◆ PROBLEM DESCRIPTION ◆
Here is a set of records. Copy them all exactly.

◆ SUPPLIED RECORDS ◆
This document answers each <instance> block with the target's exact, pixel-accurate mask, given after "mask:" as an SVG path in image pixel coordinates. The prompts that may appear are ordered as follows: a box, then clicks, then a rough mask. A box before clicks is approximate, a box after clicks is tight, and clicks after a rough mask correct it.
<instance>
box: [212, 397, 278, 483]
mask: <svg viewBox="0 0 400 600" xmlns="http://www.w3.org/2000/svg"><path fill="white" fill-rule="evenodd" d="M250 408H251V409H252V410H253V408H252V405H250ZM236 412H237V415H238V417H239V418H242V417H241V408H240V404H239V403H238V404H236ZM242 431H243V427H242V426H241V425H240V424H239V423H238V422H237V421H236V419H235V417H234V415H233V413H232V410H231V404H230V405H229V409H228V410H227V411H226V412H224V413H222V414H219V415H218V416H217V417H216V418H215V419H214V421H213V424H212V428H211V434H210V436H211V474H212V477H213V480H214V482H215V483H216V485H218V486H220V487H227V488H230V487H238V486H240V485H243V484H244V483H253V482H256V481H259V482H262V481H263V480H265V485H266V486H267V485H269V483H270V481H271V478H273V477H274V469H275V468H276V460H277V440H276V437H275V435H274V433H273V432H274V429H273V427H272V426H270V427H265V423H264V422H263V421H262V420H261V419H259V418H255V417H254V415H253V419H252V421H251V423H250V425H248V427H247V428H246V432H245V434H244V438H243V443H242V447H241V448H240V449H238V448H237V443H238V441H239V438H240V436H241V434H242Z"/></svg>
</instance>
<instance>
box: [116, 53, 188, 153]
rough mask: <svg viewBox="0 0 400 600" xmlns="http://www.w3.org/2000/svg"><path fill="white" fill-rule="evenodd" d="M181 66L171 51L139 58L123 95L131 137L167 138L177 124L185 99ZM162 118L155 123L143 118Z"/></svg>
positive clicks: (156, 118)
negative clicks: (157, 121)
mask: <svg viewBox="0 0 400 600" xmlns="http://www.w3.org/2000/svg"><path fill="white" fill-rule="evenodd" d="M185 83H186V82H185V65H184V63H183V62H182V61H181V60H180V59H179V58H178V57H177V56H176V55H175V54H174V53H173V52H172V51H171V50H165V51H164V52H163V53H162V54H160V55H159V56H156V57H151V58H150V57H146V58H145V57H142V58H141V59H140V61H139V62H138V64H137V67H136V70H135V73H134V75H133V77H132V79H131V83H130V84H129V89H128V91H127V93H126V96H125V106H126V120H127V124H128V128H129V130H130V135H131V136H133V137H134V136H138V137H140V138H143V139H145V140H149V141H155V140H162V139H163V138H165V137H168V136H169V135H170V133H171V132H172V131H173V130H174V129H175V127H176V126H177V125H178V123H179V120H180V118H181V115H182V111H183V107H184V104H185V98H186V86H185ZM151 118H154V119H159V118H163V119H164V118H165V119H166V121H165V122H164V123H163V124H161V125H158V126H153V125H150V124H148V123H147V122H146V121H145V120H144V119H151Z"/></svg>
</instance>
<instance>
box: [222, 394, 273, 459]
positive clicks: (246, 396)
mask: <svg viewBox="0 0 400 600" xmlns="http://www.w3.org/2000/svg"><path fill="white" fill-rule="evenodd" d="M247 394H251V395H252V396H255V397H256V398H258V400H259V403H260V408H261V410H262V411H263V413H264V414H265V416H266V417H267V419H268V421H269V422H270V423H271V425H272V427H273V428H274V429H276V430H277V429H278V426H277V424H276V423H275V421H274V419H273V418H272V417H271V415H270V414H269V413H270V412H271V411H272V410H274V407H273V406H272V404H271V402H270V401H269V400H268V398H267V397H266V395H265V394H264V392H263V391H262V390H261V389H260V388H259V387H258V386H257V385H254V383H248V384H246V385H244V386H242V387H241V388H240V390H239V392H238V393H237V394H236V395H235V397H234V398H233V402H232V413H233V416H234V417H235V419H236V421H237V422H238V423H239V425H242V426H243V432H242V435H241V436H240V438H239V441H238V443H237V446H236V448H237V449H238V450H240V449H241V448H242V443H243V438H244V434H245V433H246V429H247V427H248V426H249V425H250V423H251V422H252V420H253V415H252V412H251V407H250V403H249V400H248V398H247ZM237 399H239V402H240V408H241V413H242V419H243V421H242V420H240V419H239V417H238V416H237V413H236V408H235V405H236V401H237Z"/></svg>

◆ RESULT FOR THIS TASK ◆
This document answers each <instance> block with the target's exact, pixel-accurate mask, given after "mask:" as an SVG path in image pixel coordinates. The prompts that may appear are ordered as follows: a box, then clicks, then a rough mask. A box before clicks is approximate, a box after clicks is tight, and clicks after a rough mask correct it.
<instance>
box: [212, 397, 278, 483]
mask: <svg viewBox="0 0 400 600" xmlns="http://www.w3.org/2000/svg"><path fill="white" fill-rule="evenodd" d="M250 408H251V409H252V410H253V408H252V405H250ZM236 412H237V415H238V417H239V418H242V417H241V408H240V404H239V403H238V404H236ZM242 431H243V427H242V426H241V425H240V424H239V423H238V422H237V421H236V419H235V417H234V415H233V413H232V410H231V404H230V405H229V409H228V410H227V411H226V412H224V413H222V414H219V415H218V416H217V417H216V418H215V419H214V421H213V424H212V428H211V434H210V436H211V474H212V477H213V480H214V482H215V483H216V485H218V486H220V487H227V488H230V487H238V486H240V485H243V484H244V483H253V482H256V481H259V482H262V481H263V480H265V485H266V486H267V485H269V483H270V481H271V478H273V477H274V469H275V468H276V460H277V440H276V437H275V435H274V433H273V432H274V429H273V427H272V426H270V427H265V423H264V422H263V421H262V420H261V419H259V418H255V417H254V415H253V419H252V421H251V423H250V425H248V427H247V428H246V432H245V434H244V438H243V443H242V447H241V448H240V449H238V448H237V443H238V441H239V438H240V436H241V434H242Z"/></svg>
</instance>
<instance>
box: [116, 53, 188, 153]
rough mask: <svg viewBox="0 0 400 600" xmlns="http://www.w3.org/2000/svg"><path fill="white" fill-rule="evenodd" d="M181 66L171 51L139 58L123 95L131 137L167 138L177 124L185 99ZM162 118L155 123L143 118Z"/></svg>
positive clicks: (156, 118)
negative clicks: (157, 121)
mask: <svg viewBox="0 0 400 600" xmlns="http://www.w3.org/2000/svg"><path fill="white" fill-rule="evenodd" d="M185 83H186V82H185V65H184V63H183V62H182V61H181V60H180V59H179V58H178V57H177V56H176V55H175V54H174V53H173V52H172V51H171V50H165V51H164V52H163V53H162V54H160V55H159V56H156V57H151V58H150V57H146V58H145V57H142V58H141V59H140V61H139V62H138V64H137V67H136V70H135V73H134V75H133V77H132V79H131V83H130V84H129V89H128V91H127V93H126V96H125V106H126V120H127V124H128V128H129V130H130V135H131V136H133V137H134V136H138V137H140V138H143V139H145V140H149V141H155V140H162V139H163V138H165V137H168V136H169V135H170V133H171V132H172V131H173V130H174V129H175V127H176V126H177V125H178V123H179V120H180V118H181V115H182V111H183V107H184V104H185V98H186V86H185ZM151 118H154V119H159V118H163V119H164V118H165V119H166V121H165V122H164V123H163V124H161V125H158V126H153V125H150V124H148V123H147V122H146V121H145V120H144V119H151Z"/></svg>
</instance>
<instance>
box: [222, 394, 273, 459]
positive clicks: (246, 396)
mask: <svg viewBox="0 0 400 600" xmlns="http://www.w3.org/2000/svg"><path fill="white" fill-rule="evenodd" d="M247 394H251V395H252V396H255V397H256V398H258V400H259V403H260V408H261V410H262V411H263V413H264V414H265V416H266V417H267V419H268V421H269V422H270V423H271V425H272V427H273V428H274V429H276V430H277V429H278V426H277V424H276V423H275V421H274V419H273V418H272V417H271V415H270V414H269V413H270V412H271V411H272V410H274V407H273V406H272V404H271V402H270V401H269V400H268V398H267V397H266V395H265V394H264V392H263V391H262V390H261V389H260V388H259V387H258V386H257V385H254V383H248V384H246V385H244V386H242V387H241V388H240V390H239V392H238V393H237V394H236V395H235V397H234V398H233V402H232V413H233V416H234V417H235V419H236V421H237V422H238V423H239V425H242V426H243V432H242V435H241V436H240V438H239V441H238V443H237V446H236V448H237V449H238V450H240V449H241V448H242V443H243V438H244V434H245V433H246V429H247V427H248V426H249V425H250V423H251V422H252V420H253V415H252V412H251V407H250V403H249V400H248V398H247ZM237 399H239V402H240V408H241V413H242V419H243V421H242V420H240V419H239V417H238V416H237V413H236V408H235V405H236V401H237Z"/></svg>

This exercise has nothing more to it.